Exact copies of all the entries are required.
Segment Start: WORKING DATA
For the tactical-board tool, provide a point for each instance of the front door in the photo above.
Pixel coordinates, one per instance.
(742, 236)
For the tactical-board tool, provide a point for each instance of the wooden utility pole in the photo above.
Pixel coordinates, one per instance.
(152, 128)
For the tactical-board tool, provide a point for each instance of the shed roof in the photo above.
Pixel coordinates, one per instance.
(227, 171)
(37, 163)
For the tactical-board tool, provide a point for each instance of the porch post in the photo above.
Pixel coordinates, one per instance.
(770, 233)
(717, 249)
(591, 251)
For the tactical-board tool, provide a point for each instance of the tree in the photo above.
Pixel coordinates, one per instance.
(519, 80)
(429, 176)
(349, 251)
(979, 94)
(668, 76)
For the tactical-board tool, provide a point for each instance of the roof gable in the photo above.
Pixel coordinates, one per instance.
Segment End: WORKING DATA
> **RESPONSE**
For the tactical-board tool, provide a point for each instance of the front door in the photo above.
Pixel coordinates, one per instance.
(742, 236)
For the tactical-board tool, provide a point for each instance of the wooden utility pole in the photo above.
Pixel coordinates, one per instance.
(152, 128)
For the tactical-board tool, provide a point for each instance of the shed roof in the photo above.
Pixel coordinates, one per instance.
(227, 171)
(37, 163)
For the tactical-board tool, provide a point for each instance of the porch post in the photo above.
Pixel coordinates, one per instance.
(770, 233)
(717, 249)
(591, 251)
For the tactical-board tool, provide a point for each instance of the tree in the photo above.
Pixel coordinates, one per instance.
(519, 80)
(429, 176)
(349, 251)
(979, 94)
(668, 76)
For the tactical-board tool, provide a point for each instance of the roof gable in the photo above.
Pixel coordinates, one per instance.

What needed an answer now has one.